╭──

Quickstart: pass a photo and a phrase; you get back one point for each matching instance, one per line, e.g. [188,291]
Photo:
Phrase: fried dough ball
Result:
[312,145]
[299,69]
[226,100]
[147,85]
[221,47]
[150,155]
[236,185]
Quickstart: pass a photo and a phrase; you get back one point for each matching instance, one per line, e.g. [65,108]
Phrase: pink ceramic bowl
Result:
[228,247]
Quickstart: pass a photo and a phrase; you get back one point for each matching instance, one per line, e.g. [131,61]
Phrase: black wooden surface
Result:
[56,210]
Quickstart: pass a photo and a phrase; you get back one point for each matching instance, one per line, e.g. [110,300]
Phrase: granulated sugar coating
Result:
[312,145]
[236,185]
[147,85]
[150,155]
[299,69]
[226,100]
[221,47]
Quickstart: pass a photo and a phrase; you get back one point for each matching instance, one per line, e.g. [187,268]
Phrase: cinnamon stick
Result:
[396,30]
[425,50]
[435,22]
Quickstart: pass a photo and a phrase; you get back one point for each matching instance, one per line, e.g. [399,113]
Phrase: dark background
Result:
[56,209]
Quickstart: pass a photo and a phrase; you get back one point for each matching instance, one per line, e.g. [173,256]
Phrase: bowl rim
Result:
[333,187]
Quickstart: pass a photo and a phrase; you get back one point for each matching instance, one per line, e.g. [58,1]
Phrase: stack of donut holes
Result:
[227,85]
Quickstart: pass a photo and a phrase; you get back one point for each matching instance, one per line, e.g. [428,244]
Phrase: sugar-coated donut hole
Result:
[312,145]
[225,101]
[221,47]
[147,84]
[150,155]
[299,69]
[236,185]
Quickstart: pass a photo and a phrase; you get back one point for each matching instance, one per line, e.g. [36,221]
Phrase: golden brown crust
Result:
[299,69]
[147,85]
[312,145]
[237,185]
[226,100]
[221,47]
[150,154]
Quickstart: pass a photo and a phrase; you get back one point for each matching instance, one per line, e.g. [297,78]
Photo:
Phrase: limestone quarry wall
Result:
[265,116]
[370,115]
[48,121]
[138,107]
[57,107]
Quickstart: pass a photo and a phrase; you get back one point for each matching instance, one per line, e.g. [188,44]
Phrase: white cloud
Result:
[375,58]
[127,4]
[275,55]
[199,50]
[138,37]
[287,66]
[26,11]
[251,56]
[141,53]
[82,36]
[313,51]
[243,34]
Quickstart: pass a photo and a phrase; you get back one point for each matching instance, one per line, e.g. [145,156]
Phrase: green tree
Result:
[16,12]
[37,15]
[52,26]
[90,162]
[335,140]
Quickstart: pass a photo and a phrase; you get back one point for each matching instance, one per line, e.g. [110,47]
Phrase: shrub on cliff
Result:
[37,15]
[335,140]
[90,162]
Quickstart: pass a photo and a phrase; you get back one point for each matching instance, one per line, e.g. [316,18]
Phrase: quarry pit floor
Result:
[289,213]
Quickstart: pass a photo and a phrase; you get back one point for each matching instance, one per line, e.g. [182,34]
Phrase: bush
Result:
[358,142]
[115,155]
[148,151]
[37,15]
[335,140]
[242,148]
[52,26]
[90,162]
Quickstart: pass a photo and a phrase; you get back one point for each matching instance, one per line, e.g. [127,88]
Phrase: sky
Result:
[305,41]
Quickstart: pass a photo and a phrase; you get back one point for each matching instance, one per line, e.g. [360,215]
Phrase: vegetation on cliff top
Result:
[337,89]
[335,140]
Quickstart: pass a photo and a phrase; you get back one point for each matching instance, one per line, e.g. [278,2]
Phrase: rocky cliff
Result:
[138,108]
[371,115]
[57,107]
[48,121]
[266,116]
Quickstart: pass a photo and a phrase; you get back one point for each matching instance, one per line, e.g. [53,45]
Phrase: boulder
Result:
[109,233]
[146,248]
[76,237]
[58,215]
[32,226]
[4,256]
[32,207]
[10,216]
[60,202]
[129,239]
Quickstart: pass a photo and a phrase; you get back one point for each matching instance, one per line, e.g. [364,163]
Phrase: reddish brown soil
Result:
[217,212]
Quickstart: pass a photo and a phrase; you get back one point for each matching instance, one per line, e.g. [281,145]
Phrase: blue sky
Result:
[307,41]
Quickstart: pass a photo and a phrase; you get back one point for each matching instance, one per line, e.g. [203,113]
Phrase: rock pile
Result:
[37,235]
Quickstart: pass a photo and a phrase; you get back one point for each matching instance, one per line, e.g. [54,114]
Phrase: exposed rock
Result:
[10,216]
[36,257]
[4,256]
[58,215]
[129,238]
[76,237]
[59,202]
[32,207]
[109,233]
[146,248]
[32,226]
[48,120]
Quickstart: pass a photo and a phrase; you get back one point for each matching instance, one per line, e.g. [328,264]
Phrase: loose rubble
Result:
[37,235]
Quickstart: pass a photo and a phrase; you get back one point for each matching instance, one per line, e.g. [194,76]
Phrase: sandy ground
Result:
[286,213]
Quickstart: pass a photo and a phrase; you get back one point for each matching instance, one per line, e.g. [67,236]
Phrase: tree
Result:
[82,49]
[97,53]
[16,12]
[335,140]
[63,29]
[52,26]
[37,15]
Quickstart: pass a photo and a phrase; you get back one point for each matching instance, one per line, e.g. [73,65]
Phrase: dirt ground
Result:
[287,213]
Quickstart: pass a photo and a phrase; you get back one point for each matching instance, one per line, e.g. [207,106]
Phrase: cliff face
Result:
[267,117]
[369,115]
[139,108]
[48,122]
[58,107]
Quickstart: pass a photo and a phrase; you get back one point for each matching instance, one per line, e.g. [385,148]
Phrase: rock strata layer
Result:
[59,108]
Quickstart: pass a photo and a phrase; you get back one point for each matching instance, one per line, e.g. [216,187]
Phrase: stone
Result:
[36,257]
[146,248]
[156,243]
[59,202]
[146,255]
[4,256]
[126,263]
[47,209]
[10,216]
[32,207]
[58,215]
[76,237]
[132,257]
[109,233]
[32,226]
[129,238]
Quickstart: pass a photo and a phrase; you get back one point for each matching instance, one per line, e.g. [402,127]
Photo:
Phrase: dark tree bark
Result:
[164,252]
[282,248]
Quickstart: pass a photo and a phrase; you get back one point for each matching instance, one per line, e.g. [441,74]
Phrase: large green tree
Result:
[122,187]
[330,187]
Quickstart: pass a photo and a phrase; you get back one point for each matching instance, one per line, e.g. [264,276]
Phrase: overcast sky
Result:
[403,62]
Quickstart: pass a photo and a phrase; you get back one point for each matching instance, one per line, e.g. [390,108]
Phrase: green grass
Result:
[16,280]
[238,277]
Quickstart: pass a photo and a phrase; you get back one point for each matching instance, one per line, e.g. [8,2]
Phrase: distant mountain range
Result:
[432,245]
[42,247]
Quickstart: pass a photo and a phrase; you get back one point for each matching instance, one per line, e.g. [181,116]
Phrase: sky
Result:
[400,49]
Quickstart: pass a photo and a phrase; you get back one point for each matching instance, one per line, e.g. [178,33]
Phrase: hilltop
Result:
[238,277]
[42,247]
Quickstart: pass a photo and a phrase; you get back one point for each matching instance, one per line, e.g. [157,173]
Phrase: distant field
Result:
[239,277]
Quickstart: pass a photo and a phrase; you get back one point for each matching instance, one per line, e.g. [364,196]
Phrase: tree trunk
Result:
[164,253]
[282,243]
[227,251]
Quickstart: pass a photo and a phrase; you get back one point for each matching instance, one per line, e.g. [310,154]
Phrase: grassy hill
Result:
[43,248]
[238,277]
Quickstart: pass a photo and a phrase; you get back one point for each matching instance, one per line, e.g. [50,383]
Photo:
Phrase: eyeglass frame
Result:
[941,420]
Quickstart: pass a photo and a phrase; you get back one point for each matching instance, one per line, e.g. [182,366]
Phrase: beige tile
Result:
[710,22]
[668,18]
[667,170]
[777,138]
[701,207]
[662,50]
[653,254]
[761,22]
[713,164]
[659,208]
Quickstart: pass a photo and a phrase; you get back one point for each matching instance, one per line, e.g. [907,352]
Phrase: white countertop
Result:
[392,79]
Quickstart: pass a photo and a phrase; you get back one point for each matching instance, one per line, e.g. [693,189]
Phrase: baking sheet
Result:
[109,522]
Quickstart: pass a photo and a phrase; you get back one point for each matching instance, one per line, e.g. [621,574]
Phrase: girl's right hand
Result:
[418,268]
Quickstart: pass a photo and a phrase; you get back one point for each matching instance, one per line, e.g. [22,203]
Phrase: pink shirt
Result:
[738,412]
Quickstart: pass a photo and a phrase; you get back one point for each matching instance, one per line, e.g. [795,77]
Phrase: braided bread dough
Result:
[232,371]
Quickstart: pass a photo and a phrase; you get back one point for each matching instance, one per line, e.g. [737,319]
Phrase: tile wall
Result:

╰──

**WORK TO COMPLETE**
Copy the listing word for word, from the line containing "line, e.g. [621,574]" up to and including the final line of the listing.

**OUTPUT**
Quickstart: pass a photo and a phrase; you get back one point for each matching instance, one per line, e.g. [621,574]
Phrase: girl's right hand
Result:
[418,268]
Quickstart: pass a photo and a phrase; you get back one point for each matching instance, one per line, e.g. [22,203]
Phrase: pink shirt
Result:
[738,412]
Quickstart: pass a photo and a phrase; you get back one point for each matching instance, one per line, e.g. [795,77]
Phrase: braided bread dough
Result:
[232,371]
Quickstart: pass a photo and a phrase; you get back one point for each matching instance, one per line, e.g. [737,319]
Phrase: tile wall
Result:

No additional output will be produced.